═════ ENTRIES
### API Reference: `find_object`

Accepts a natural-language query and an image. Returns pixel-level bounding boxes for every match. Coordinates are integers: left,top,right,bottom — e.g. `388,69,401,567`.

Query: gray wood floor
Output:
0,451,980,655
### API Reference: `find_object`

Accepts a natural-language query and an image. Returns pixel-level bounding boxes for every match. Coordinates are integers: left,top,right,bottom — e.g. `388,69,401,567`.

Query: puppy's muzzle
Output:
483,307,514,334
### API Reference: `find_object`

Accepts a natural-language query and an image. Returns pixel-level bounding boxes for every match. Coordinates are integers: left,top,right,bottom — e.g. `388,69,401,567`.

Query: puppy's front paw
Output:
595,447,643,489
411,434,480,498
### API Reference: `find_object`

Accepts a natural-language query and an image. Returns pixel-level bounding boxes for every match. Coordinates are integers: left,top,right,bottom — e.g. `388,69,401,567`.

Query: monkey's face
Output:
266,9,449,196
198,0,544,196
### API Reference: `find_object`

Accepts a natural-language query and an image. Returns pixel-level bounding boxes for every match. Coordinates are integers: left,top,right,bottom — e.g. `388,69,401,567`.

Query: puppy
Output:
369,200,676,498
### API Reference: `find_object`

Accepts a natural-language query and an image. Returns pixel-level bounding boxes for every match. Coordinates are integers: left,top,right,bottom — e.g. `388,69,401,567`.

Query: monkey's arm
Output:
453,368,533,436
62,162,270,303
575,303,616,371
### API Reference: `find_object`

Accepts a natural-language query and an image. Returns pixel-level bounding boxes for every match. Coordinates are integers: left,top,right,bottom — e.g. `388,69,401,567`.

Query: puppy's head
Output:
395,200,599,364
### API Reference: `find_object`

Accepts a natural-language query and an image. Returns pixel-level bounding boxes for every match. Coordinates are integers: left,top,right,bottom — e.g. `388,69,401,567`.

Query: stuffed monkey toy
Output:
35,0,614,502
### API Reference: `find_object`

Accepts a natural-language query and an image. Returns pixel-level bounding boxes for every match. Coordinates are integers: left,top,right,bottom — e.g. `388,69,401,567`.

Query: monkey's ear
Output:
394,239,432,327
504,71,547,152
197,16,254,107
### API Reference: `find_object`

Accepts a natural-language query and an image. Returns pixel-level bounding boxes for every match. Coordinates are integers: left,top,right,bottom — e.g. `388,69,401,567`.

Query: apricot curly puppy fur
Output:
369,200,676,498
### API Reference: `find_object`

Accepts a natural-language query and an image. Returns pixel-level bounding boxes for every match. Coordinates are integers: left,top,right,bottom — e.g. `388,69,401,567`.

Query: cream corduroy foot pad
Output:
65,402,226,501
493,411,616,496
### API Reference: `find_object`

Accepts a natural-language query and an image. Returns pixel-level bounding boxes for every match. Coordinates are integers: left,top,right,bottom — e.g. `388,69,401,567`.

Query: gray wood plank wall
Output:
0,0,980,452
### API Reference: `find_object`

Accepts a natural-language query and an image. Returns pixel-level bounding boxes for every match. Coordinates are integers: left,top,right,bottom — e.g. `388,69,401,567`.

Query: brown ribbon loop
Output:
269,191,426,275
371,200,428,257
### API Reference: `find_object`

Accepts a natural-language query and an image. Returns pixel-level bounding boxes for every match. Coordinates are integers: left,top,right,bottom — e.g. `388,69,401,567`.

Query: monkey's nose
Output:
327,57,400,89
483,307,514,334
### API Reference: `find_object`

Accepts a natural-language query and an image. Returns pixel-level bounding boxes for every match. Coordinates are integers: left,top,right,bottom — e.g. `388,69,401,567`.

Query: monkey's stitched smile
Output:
══════════
■ WORK TO DO ■
Could you switch every "Output" in the data above to "Result" and leave all other text unchanged?

■ SOLUTION TO THE PROBLEM ■
### API Reference: `find_object`

Accepts a natural-language query and an image. Returns pixel-level bounding boxes for every match. Coordinates are integers: left,top,right,bottom — e.g. `388,69,401,567`.

Query: gray wood floor
Result:
0,451,980,655
### API Reference: `find_object`

Accepts a natural-language query and an image. Returns pixel-level bounding boxes for every match. Coordinates are integers: left,top,right,bottom — e.g. `388,69,401,567`.

Query: puppy's muzzle
Result:
483,307,514,334
### API Reference: `find_object`

Accepts a natural-language query and an image. Returns pixel-level bounding boxes for every match. Coordinates are integers: left,top,right,bottom — e.g. `388,69,401,567`.

Query: puppy's front paw
Result:
595,447,643,489
411,434,480,498
### API Reference: `find_object`

Accepts a natural-language query and an image. Returns pixel-level bounding boxes for every match. Coordinates are integers: left,top,right,bottom — e.g. `388,69,401,567`.

Query: monkey's face
Result:
266,9,449,196
198,0,544,196
### API Reference: `find_object`

Accepts a natural-language query and an image. Returns pixel-level bounding boxes for every match. Coordinates are integers: left,top,right,bottom — e.g. `388,69,401,567`.

Query: puppy
Result:
369,200,676,498
### API Reference: `find_object`

Accepts a natural-language query and an image. Returns pixel-level bounding boxes for every match. Coordinates are integers: left,top,right,bottom — e.g. `388,69,401,567`.

Query: monkey's arm
Result:
453,368,533,436
62,162,270,303
575,303,616,371
### API Reference: `find_object`

Accepts a natural-language query and an image. Returns pixel-level bounding boxes for every match. Coordinates are integers: left,top,right,bottom — e.g. `388,69,401,567`.

Query: puppy's head
Result:
395,200,599,364
### API Reference: `find_object`

Accepts a natural-language query and an image. Returns pixel-level bounding boxes for every match. Coordinates are integers: left,top,right,bottom — e.g. `388,69,401,567`.

Query: stuffed monkey toy
Result:
35,0,614,502
### API Reference: `find_object`

Accepts a natural-language query and an image. Returns pixel-level bounding boxes for every match. Coordinates are integers: left,top,right,bottom — e.g. `388,69,401,567`.

Query: monkey's ear
Result:
394,239,432,327
504,71,547,152
197,16,254,107
### API Reference: `find_object`

Accepts a natural-language query and an image. Returns pixel-level bounding boxes for every match. Coordinates are integers: left,top,right,bottom — e.g. `388,69,401,567`.

Query: apricot curly puppy fur
Result:
369,200,676,498
### API Reference: `find_object`

Accepts a natural-language query and an image. Returns pixel-level bounding boxes for every match. Coordinates are integers: left,top,right,bottom — e.g. `388,69,401,567`.

Query: cream corduroy foot pad
Result:
65,402,226,501
493,411,616,496
### API Reference: `find_object`

Accepts a natural-language query and an image. Returns pixel-level bounding boxes for every match. Coordinates are integers: left,top,right,bottom — e.g. `388,69,401,567`.

Query: gray wood plank wall
Result:
0,0,980,452
### API Reference: `find_object`

Accepts a natural-language query and an image. Returns pixel-level bounding boxes for every match. Coordinates are integers: left,top,right,bottom — e.g. `388,69,401,567`.

Query: brown ribbon loop
Result:
269,191,426,275
371,200,428,257
### API Reference: `find_object`

Accepts a natural-language query and an image. Returns pixel-level bounding boxes for every match. Coordinates are integers: left,top,right,bottom — e.g. `388,69,401,567`.

Query: monkey's nose
Result:
327,57,400,89
483,307,514,334
### API Reference: `find_object`

Accepts a natural-language query and an image. Returns pixel-level bounding boxes for every match. Coordinates are integers: left,top,right,bottom — e.g. `388,69,401,567`.

Query: monkey's stitched smile
Result:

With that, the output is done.